*TASK DETAILS:* In the entries below, find the line containing "of the pine". Copy it and all lines after it, exactly, through the end.

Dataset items
╭──
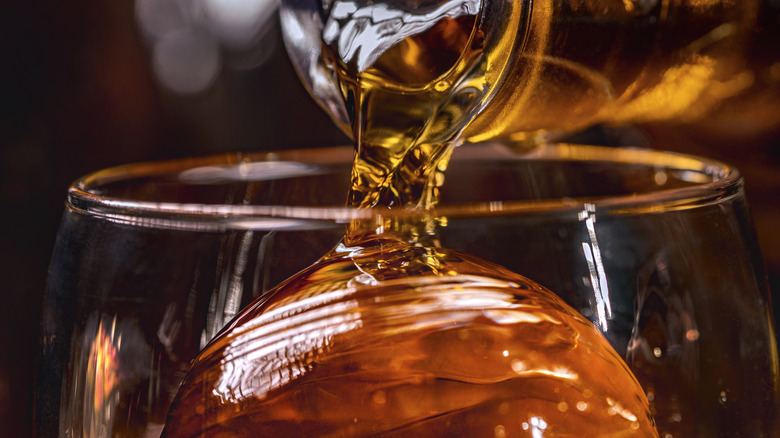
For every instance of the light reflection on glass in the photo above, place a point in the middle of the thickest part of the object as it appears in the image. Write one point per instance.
(362, 32)
(277, 347)
(598, 278)
(96, 379)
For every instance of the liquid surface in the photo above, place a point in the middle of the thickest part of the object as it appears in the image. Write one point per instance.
(388, 339)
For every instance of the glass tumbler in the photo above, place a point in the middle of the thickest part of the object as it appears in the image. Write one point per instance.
(655, 249)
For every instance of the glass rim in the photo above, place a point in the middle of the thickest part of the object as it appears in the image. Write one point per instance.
(725, 181)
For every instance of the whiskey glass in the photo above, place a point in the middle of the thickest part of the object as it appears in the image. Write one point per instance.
(656, 249)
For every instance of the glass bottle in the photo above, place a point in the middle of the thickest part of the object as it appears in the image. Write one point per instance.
(527, 70)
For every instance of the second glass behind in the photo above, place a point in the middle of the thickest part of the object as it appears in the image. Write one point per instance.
(656, 250)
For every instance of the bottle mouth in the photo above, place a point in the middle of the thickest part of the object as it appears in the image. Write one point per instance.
(306, 188)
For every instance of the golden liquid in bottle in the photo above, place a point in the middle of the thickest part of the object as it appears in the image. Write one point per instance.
(392, 335)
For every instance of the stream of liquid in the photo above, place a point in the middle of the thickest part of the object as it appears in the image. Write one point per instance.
(390, 334)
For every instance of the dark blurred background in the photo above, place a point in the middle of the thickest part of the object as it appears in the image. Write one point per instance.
(88, 84)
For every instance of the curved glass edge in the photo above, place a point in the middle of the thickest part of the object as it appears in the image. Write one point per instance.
(716, 182)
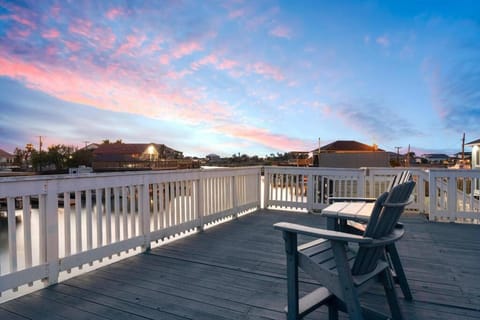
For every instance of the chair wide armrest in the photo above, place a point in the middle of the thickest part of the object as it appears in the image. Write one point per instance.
(321, 233)
(350, 199)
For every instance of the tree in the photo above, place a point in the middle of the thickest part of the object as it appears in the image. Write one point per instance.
(59, 155)
(81, 157)
(39, 159)
(21, 157)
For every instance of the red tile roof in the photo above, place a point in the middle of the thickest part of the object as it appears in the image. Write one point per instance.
(347, 145)
(5, 154)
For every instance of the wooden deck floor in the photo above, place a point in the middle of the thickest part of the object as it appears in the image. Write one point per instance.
(237, 271)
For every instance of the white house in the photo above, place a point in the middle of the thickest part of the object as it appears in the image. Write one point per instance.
(475, 162)
(6, 159)
(475, 144)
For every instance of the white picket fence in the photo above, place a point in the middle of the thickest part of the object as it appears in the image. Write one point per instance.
(107, 214)
(310, 188)
(84, 219)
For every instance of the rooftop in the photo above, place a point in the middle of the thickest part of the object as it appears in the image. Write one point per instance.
(237, 271)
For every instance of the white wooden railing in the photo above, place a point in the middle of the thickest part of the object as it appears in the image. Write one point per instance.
(310, 188)
(71, 222)
(106, 214)
(454, 195)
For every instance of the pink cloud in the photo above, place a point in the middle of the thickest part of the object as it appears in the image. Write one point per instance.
(113, 13)
(174, 75)
(281, 32)
(16, 33)
(72, 46)
(185, 49)
(81, 27)
(164, 59)
(210, 59)
(55, 11)
(23, 20)
(131, 46)
(227, 64)
(51, 34)
(268, 71)
(104, 38)
(263, 137)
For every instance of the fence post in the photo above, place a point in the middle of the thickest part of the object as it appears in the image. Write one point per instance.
(452, 197)
(51, 232)
(234, 197)
(266, 187)
(432, 195)
(362, 182)
(310, 192)
(144, 215)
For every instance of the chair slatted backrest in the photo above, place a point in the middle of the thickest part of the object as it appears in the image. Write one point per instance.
(382, 223)
(401, 177)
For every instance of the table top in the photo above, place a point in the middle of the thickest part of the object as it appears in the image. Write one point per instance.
(349, 210)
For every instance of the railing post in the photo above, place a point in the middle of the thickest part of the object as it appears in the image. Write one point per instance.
(310, 193)
(200, 204)
(144, 215)
(234, 197)
(362, 182)
(51, 233)
(432, 195)
(259, 188)
(266, 187)
(452, 196)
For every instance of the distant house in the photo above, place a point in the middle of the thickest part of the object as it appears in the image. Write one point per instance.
(350, 154)
(124, 156)
(212, 157)
(475, 157)
(91, 147)
(6, 159)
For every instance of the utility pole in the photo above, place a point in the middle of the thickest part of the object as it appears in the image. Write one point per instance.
(40, 143)
(407, 164)
(40, 152)
(398, 154)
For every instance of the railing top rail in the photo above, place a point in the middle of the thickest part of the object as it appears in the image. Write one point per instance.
(332, 171)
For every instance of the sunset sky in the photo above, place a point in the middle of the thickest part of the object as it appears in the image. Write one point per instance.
(253, 77)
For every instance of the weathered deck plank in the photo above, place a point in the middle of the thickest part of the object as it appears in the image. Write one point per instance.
(237, 271)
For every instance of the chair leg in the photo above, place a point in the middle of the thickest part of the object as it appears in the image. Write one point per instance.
(397, 266)
(350, 295)
(292, 274)
(389, 286)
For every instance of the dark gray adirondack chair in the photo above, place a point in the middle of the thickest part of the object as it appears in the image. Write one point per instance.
(356, 227)
(401, 177)
(345, 273)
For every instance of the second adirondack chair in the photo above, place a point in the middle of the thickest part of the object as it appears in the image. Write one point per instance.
(344, 273)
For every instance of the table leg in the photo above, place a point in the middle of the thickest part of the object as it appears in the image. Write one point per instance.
(398, 268)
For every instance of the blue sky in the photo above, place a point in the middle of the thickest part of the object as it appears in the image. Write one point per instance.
(253, 77)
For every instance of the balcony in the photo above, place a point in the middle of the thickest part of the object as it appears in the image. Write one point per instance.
(231, 270)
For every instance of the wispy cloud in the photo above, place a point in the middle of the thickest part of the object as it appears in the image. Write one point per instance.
(281, 32)
(267, 70)
(383, 41)
(114, 13)
(51, 34)
(455, 94)
(185, 49)
(374, 120)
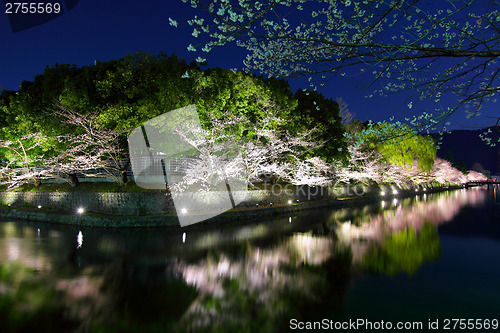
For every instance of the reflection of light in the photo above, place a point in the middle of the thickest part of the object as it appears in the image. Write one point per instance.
(79, 239)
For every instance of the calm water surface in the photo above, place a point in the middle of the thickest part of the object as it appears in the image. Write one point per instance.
(428, 257)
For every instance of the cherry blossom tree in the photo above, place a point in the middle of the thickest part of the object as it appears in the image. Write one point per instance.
(397, 45)
(91, 150)
(23, 158)
(271, 152)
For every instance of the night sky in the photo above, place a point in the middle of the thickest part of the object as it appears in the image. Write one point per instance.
(103, 30)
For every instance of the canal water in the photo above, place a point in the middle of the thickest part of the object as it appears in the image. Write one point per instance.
(429, 260)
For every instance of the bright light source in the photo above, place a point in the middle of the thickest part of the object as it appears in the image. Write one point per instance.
(79, 240)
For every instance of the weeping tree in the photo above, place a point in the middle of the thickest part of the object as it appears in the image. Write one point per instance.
(395, 45)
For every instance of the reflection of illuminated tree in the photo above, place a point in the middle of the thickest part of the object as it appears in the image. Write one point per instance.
(405, 251)
(261, 291)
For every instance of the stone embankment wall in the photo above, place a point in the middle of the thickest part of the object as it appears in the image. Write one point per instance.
(154, 204)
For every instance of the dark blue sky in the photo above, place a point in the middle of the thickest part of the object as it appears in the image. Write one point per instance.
(103, 30)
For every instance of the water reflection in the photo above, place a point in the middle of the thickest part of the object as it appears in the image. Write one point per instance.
(219, 278)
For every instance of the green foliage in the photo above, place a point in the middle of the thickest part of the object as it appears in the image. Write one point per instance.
(394, 45)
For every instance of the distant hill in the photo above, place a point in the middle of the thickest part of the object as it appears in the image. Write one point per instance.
(465, 146)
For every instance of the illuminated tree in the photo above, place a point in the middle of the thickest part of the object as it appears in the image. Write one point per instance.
(91, 150)
(406, 45)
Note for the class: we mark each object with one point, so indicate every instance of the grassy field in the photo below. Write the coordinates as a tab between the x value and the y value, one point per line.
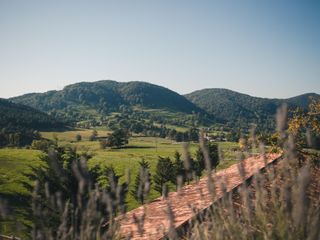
15	162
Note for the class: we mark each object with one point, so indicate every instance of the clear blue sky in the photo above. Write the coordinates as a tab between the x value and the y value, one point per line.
263	48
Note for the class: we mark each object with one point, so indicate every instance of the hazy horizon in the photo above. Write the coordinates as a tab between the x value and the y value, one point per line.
170	89
266	49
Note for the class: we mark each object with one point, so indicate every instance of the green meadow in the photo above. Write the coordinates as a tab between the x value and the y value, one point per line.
14	163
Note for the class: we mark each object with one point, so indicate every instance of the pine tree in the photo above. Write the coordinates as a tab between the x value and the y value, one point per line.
178	166
142	182
164	174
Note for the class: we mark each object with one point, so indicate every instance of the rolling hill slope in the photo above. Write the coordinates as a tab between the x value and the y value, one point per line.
17	116
238	109
108	96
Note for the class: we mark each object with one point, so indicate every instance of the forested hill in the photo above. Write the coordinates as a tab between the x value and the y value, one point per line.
239	109
109	96
17	117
╰──
*RESPONSE:*
Note for the class: we mark each object with one point, so indicate every instance of the pine tree in the photo above. Write the coordinates as a tab between the x value and the y value, one point per line.
178	166
142	182
164	174
Note for the class: we mark each object with one point, so indicate every instance of the rolling hill slope in the photo above. Write the coordinates as a tab between the x value and the y value, one point per line.
17	116
238	109
108	96
Note for the class: we mark each object with one point, so indicate every instance of the forested hill in the photo above. Write the coordinates as a tab between the x value and the y value, one point per line.
239	109
109	96
17	117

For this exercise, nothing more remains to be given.